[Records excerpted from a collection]
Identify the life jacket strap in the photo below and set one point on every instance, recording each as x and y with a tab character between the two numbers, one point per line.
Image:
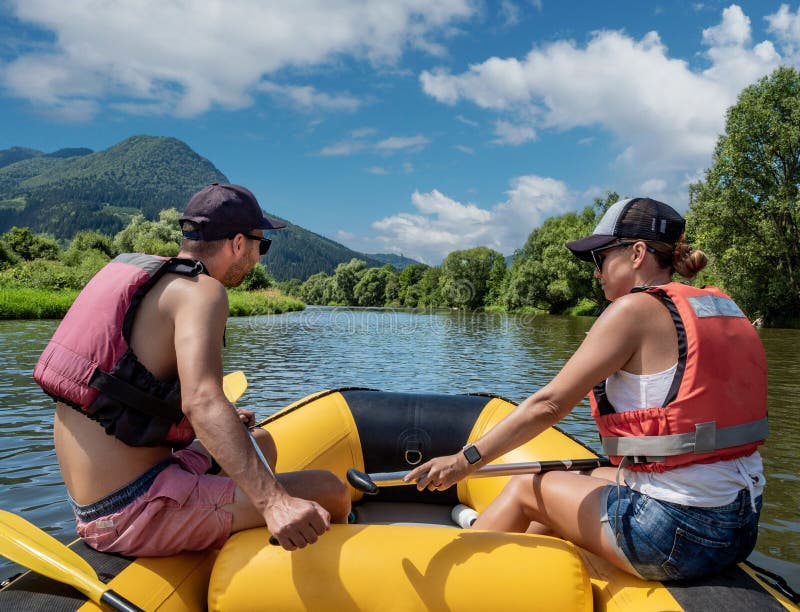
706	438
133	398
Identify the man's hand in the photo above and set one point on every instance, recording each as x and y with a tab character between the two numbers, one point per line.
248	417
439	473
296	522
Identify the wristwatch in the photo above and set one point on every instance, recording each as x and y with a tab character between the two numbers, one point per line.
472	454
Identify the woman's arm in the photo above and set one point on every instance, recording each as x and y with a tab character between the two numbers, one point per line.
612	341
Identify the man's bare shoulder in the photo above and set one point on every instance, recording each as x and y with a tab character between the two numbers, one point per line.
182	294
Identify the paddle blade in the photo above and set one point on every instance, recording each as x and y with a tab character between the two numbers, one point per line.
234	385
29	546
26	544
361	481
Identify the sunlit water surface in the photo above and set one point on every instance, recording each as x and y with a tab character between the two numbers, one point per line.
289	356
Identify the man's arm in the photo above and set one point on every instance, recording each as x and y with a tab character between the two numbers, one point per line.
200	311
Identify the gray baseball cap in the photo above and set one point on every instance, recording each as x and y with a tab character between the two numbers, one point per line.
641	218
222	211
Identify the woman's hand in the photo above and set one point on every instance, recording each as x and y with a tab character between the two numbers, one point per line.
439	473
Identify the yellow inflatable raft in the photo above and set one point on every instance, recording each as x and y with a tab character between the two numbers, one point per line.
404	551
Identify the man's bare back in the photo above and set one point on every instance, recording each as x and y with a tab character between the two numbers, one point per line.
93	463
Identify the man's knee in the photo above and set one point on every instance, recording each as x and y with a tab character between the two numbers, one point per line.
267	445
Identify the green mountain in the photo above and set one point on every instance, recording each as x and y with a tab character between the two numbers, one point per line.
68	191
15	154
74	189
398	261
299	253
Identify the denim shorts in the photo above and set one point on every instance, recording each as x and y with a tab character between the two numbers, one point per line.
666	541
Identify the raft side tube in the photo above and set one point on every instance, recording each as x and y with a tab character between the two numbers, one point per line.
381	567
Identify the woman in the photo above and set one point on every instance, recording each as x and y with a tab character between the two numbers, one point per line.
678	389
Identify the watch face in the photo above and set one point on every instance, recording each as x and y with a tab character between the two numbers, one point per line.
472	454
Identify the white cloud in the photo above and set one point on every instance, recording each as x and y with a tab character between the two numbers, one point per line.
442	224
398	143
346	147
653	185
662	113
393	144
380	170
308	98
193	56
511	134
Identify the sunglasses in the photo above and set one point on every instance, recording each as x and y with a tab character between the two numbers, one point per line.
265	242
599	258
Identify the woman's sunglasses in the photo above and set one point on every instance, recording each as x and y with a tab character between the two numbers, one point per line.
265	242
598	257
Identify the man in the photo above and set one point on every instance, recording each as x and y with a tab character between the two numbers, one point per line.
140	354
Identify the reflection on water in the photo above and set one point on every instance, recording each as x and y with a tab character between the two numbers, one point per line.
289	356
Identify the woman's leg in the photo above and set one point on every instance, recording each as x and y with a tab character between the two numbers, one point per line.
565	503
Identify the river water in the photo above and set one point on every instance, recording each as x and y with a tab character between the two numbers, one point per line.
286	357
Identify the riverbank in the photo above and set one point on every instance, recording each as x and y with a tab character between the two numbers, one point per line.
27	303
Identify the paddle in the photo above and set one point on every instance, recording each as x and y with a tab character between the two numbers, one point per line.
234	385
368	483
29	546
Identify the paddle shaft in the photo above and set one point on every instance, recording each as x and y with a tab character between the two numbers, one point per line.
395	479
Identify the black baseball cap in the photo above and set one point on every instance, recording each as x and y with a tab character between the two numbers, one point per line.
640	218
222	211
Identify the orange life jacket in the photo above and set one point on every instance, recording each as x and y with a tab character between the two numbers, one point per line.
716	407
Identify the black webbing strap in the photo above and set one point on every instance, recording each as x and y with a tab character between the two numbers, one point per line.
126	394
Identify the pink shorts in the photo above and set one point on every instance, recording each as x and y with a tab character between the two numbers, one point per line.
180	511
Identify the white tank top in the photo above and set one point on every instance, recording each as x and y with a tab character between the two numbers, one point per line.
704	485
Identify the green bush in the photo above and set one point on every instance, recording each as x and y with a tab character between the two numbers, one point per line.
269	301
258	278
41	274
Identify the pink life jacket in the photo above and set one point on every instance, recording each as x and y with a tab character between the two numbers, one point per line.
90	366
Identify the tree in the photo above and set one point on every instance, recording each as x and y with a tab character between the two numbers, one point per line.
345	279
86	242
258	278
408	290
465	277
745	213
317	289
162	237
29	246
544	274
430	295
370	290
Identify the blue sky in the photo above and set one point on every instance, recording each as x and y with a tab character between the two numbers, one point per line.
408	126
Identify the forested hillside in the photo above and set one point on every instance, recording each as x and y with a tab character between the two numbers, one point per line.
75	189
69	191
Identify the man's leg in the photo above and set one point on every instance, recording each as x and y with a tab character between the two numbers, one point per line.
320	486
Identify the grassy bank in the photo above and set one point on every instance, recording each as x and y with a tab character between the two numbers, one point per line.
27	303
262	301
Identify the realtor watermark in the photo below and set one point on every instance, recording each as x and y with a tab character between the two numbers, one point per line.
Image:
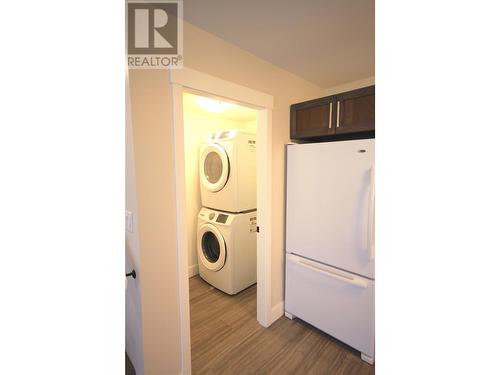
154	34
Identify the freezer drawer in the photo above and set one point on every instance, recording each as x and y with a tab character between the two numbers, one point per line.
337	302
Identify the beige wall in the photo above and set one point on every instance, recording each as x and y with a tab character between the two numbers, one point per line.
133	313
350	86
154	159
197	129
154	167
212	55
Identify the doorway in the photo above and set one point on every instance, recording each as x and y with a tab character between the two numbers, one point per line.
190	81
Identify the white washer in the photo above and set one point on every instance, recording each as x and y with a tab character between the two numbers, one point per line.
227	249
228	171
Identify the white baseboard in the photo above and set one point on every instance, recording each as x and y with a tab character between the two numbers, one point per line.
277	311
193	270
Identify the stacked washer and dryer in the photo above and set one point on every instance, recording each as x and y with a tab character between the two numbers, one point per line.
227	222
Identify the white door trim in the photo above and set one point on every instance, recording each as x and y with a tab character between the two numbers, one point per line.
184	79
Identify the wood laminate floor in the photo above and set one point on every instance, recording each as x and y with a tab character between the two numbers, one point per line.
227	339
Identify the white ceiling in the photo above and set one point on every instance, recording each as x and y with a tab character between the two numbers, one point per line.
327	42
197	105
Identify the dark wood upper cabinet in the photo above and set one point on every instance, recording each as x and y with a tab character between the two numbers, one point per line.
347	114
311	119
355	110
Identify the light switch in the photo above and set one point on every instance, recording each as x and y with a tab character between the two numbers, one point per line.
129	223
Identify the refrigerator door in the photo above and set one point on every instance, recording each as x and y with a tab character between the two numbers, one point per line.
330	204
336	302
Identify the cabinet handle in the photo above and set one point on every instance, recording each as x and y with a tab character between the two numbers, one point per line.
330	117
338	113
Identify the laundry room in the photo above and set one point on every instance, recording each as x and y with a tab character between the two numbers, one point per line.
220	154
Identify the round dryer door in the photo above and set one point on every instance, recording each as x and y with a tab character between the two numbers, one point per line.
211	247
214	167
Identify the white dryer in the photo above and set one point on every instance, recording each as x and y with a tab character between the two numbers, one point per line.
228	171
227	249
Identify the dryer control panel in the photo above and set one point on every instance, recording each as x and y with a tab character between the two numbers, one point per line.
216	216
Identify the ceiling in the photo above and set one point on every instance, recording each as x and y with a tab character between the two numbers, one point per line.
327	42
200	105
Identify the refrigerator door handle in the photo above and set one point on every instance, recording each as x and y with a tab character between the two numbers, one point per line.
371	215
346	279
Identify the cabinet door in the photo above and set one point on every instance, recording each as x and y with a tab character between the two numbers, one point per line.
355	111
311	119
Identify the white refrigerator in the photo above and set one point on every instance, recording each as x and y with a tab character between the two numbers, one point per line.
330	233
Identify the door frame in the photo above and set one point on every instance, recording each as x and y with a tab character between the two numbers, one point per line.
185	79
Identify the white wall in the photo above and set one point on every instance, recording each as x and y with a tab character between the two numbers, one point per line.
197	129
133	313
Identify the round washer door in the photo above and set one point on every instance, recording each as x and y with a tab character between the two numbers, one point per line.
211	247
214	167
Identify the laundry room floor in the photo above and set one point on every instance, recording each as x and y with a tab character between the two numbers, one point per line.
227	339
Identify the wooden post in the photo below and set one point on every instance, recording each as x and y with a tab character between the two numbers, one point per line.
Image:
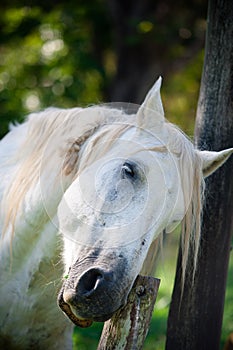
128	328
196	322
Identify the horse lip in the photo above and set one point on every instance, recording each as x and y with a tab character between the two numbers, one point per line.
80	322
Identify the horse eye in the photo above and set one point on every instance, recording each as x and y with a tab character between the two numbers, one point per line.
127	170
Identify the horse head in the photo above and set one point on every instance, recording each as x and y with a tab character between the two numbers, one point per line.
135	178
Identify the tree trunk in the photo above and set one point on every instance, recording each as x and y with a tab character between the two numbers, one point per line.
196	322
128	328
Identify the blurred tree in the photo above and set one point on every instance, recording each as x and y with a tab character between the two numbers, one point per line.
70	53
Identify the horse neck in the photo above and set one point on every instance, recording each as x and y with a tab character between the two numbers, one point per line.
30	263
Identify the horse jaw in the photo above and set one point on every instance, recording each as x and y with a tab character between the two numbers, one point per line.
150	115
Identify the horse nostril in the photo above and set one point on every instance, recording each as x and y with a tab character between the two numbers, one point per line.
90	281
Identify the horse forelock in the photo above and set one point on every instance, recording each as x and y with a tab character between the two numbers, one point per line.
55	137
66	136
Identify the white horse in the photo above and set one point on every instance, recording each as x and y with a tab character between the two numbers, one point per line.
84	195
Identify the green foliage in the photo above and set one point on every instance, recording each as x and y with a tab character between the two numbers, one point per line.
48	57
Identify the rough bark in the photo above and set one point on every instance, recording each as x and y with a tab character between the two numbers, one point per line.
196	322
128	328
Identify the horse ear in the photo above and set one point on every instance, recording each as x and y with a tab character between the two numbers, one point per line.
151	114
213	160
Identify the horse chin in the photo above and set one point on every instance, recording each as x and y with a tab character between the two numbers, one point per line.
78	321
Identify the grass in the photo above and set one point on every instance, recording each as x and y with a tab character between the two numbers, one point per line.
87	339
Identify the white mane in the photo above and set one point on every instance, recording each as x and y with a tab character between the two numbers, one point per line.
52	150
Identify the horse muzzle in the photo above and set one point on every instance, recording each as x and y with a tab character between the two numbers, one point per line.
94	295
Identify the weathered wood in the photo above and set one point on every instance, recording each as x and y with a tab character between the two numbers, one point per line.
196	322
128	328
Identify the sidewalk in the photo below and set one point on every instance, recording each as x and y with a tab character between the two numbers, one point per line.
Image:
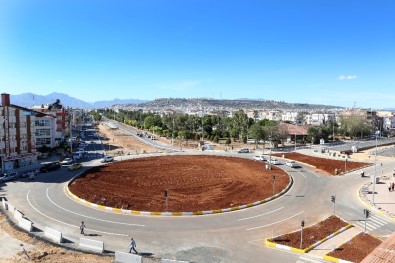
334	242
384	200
---
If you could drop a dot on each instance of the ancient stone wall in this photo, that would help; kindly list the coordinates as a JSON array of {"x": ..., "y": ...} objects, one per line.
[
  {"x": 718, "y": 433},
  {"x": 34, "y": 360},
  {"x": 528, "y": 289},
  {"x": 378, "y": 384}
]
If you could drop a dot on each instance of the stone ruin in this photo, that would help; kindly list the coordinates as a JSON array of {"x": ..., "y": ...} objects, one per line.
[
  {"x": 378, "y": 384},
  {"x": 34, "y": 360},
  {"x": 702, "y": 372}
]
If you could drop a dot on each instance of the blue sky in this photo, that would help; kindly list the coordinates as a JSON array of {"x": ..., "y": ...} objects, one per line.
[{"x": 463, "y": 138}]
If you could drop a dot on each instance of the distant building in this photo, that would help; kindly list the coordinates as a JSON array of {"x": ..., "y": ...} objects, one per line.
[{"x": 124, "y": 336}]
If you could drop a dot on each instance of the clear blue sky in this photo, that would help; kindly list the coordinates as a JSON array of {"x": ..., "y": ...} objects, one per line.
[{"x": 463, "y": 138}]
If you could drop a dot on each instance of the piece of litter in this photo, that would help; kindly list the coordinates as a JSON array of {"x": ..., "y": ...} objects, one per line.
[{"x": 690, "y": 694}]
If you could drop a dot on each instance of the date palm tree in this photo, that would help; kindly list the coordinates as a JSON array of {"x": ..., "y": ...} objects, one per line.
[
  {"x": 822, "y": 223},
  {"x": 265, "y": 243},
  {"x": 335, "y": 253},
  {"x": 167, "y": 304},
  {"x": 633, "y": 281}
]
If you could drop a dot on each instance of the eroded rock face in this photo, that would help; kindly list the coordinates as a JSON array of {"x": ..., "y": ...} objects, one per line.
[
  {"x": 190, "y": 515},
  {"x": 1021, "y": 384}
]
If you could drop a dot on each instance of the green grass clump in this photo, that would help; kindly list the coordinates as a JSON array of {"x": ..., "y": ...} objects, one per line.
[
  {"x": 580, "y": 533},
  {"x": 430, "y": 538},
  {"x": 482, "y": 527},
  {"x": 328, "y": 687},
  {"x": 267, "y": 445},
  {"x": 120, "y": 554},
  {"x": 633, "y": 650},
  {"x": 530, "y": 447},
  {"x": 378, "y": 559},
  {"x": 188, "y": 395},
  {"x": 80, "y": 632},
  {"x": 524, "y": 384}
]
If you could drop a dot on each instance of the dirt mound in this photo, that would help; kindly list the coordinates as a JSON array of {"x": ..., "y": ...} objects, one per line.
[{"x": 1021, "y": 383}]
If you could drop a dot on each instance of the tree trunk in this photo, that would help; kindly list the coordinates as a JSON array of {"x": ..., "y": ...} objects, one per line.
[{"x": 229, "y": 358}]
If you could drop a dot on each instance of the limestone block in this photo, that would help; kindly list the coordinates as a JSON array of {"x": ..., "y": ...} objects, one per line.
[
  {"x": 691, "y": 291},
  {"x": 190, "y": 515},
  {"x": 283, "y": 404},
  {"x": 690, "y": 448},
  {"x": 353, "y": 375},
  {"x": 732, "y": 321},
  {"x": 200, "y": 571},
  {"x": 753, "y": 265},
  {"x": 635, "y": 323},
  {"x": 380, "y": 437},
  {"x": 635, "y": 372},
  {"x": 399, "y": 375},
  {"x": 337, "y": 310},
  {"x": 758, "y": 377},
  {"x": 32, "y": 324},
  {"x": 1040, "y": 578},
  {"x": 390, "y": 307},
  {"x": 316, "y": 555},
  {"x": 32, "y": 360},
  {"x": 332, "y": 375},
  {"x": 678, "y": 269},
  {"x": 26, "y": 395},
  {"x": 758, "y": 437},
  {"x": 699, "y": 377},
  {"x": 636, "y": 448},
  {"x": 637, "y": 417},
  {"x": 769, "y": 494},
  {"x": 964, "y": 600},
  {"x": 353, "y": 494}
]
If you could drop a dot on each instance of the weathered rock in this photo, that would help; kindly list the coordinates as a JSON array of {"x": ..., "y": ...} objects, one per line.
...
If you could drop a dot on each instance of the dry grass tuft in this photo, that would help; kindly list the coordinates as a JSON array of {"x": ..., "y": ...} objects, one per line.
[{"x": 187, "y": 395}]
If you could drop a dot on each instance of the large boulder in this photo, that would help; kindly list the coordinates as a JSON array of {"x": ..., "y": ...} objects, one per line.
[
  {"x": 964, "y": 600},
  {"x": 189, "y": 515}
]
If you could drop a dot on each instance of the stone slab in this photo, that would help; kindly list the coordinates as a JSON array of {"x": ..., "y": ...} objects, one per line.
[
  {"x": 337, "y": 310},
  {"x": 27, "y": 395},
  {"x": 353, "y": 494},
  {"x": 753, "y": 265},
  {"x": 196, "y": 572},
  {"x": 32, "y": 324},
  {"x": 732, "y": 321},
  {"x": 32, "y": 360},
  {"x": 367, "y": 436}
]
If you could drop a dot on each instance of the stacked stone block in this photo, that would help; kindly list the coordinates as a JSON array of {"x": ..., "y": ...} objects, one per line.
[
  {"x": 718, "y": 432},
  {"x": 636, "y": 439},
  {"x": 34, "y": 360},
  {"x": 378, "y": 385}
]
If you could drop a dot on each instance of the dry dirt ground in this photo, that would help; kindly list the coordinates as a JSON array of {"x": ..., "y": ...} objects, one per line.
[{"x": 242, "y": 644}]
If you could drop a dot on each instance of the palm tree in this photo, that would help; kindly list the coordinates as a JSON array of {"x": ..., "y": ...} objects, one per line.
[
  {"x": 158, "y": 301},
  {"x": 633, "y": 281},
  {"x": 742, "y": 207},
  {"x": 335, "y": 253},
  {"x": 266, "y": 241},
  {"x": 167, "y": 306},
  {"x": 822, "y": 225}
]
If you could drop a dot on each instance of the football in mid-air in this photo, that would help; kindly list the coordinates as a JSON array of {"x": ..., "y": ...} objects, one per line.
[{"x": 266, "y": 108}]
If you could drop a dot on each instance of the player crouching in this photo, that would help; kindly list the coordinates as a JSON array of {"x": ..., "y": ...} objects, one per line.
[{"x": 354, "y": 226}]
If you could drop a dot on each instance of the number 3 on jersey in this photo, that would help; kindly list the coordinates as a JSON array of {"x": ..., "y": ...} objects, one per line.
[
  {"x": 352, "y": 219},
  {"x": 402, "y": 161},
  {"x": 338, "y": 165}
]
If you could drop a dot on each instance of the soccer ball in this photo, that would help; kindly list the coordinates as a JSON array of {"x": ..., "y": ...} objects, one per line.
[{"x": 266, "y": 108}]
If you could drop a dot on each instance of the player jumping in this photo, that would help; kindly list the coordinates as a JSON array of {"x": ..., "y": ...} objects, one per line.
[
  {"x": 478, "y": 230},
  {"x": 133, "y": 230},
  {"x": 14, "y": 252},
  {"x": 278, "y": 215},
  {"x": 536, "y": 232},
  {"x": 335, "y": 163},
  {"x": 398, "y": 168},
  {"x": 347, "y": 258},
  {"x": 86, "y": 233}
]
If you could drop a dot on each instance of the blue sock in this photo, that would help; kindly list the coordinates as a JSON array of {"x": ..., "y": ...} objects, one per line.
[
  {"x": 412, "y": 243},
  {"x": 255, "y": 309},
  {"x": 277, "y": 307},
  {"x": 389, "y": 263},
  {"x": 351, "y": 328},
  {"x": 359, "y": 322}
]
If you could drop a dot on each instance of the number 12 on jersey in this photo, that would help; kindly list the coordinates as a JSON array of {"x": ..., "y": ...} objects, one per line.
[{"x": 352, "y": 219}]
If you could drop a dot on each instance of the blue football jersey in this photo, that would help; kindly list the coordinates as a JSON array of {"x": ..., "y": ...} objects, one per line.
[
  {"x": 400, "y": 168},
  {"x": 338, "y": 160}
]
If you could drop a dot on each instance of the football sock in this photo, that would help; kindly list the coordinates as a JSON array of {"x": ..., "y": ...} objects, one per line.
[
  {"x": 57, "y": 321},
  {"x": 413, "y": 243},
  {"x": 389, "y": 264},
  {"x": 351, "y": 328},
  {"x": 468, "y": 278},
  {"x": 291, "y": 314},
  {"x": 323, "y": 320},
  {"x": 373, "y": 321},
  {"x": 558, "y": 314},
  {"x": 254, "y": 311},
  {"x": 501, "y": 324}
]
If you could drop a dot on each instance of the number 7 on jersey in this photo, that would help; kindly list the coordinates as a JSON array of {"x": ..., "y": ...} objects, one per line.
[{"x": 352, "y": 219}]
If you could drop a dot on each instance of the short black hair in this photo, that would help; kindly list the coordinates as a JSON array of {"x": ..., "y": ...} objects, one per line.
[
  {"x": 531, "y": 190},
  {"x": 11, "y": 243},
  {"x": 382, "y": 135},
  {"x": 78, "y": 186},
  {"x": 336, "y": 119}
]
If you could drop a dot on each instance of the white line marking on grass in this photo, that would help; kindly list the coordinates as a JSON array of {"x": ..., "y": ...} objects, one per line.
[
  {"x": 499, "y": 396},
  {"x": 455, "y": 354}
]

▸ **What to work on**
Write out each line above containing "below".

▸ **Solved exercise**
Identify the life jacket strap in the photo below and set one point on every instance, recording each as x and y with a tab character between the two numbers, one point per line.
Identify the realtor watermark in the photo below and set one point on every instance, recording each as x and y with a tab character between the two numbers, one point per line.
Identify the wooden post in the photo below and set one point on every instance, recording each as x and y with a tab character between the two numbers, one point per line.
Identify the sidewalk in the photo below and set one point on every instance, recording each as x and y with a tab character between the two numbers, one point per line.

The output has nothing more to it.